[begin TEXT SECTION]

China added more new solar capacity than thermal capacity for the first time in 2017, and is set to drastically increase its solar installations – even as the Trump administration in the US continues its efforts to “save” the coal industry by slapping heavy penalty tariffs on solar imports.
Newly released data by China’s National Energy Administration (NEA) shows that in 2017 some 52.83GW of solar was installed in China – roughly equivalent to the total installed capacity of Australia’s entire grid.
This not only accounted for around half of all global solar installations in 2017, and a 68 per cent jump in its own solar installations, for the first time it exceeded the amount of new coal and gas (thermal) capacity in China, which amounted to 44GW for the year.
China-based analyst Frank Haugwitz, from the Asia Europe Clean Energy (Solar) Advisory Co, says solar in China has now reached 130GW, or 7.3 per cent of total national power generation capacity.
Overall, during 2017, China added in total 133 GW of power generation capacities including e.g. hydro 12.8 GW, thermal power 45.78 GW, and solar PV 52.83 GW.

[end TEXT SECTION]
[begin RECORDS SHOWN]

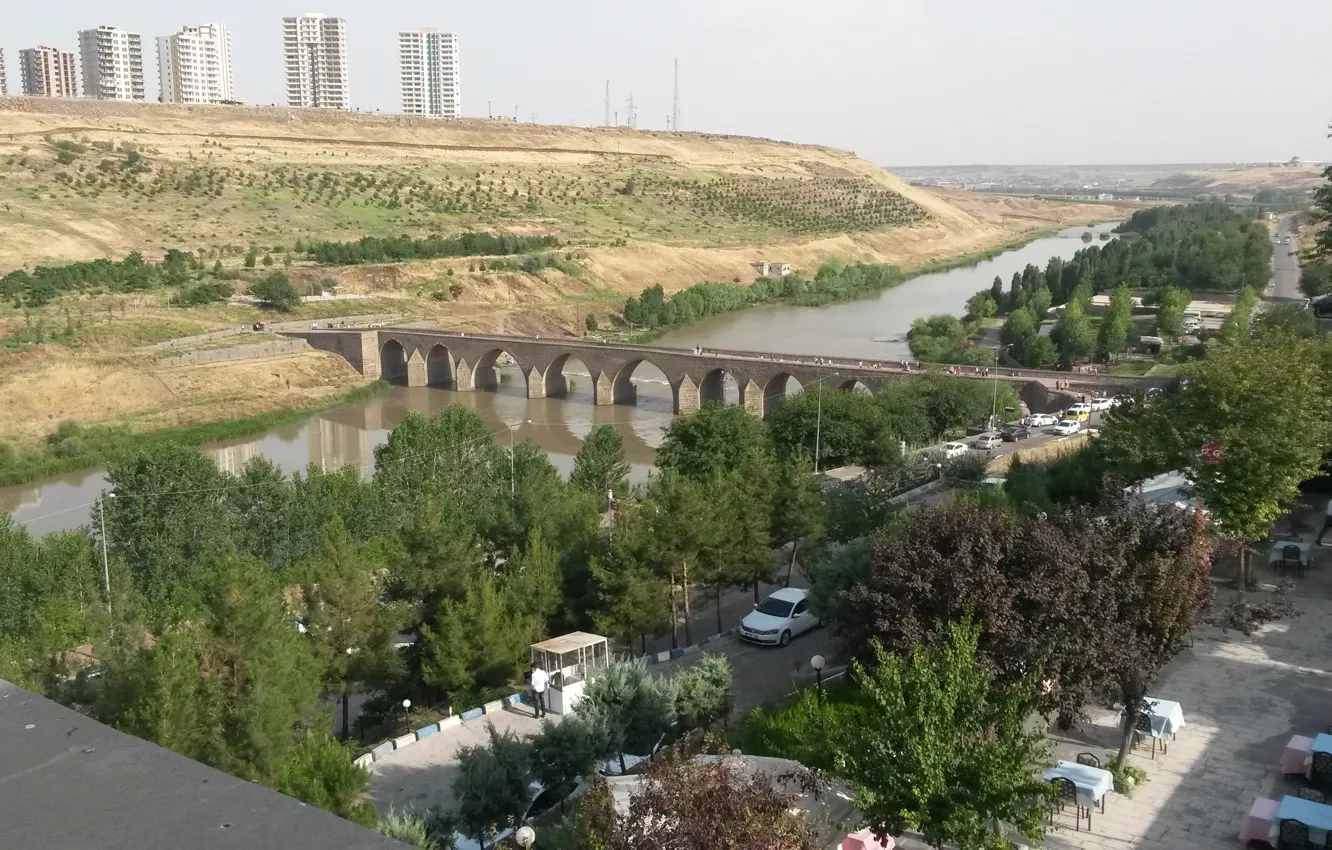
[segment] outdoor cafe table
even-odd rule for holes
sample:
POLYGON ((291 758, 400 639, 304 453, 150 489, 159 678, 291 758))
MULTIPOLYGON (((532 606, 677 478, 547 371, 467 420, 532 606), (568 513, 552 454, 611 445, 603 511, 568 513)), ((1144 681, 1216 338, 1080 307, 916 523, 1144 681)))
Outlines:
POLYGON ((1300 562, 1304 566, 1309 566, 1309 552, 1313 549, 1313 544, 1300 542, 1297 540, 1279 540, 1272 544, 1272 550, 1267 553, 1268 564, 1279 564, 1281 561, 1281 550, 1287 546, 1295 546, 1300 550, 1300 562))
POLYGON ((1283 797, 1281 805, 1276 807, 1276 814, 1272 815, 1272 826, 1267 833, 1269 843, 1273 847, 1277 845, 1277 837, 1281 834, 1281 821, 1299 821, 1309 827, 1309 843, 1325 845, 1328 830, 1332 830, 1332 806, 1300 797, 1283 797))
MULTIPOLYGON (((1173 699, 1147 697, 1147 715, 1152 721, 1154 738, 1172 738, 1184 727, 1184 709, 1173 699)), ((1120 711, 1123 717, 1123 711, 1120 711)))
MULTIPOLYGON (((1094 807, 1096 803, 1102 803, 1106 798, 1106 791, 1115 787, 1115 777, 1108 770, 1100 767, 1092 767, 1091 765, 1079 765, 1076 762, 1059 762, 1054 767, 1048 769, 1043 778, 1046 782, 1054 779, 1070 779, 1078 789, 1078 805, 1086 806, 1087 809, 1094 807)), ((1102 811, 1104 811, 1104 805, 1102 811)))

[end RECORDS SHOWN]
[begin RECORDS SHOWN]

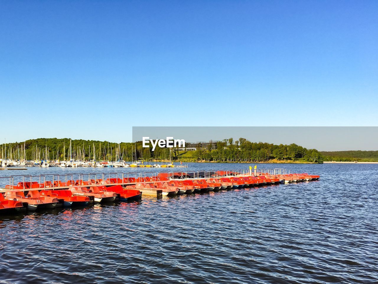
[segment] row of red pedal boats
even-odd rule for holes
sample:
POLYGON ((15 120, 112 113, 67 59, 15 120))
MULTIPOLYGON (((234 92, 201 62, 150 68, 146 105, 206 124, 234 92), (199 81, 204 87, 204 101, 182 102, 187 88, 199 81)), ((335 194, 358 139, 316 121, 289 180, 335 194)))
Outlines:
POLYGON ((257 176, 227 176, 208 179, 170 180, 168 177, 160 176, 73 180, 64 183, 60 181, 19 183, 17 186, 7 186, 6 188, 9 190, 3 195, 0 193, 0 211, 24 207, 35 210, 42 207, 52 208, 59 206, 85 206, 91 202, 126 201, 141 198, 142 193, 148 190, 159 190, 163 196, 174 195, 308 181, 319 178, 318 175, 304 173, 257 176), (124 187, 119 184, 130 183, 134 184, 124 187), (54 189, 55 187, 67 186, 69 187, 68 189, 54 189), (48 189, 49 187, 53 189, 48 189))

[end RECORDS SHOWN]

▶ **EXERCISE INSTRUCTIONS**
[A] Copy word for word the stretch of the solar capacity piece from "China-based analyst Frank" through "PV 52.83 GW.".
[B] Turn the stretch of the records from the line containing "[segment] outdoor cafe table" through the line containing "MULTIPOLYGON (((1173 699, 1147" into a numbered list, leaving out blank lines and including only those lines.
The records have nothing to do with the piece on China's solar capacity.

▶ **ANSWERS TO THE EXERCISE**
[A]
China-based analyst Frank Haugwitz, from the Asia Europe Clean Energy (Solar) Advisory Co, says solar in China has now reached 130GW, or 7.3 per cent of total national power generation capacity.
Overall, during 2017, China added in total 133 GW of power generation capacities including e.g. hydro 12.8 GW, thermal power 45.78 GW, and solar PV 52.83 GW.

[B]
1. [segment] outdoor cafe table
2. even-odd rule for holes
3. sample:
4. POLYGON ((291 758, 400 639, 304 453, 150 489, 159 678, 291 758))
5. MULTIPOLYGON (((532 606, 677 478, 547 371, 467 420, 532 606), (568 513, 552 454, 611 445, 603 511, 568 513)), ((1144 681, 1216 338, 1080 307, 916 523, 1144 681)))
6. Outlines:
7. POLYGON ((1300 562, 1304 566, 1309 566, 1309 552, 1313 549, 1313 544, 1300 542, 1297 540, 1279 540, 1272 544, 1272 550, 1267 553, 1268 564, 1279 564, 1281 561, 1281 550, 1287 546, 1295 546, 1300 550, 1300 562))
8. POLYGON ((1283 797, 1281 805, 1276 807, 1276 814, 1272 815, 1272 826, 1267 833, 1269 843, 1273 847, 1277 845, 1277 837, 1281 834, 1281 821, 1299 821, 1309 827, 1309 843, 1325 845, 1328 830, 1332 830, 1332 806, 1300 797, 1283 797))
9. MULTIPOLYGON (((1173 699, 1147 697, 1147 715, 1152 721, 1154 738, 1172 738, 1184 727, 1184 709, 1173 699)), ((1120 711, 1123 717, 1123 711, 1120 711)))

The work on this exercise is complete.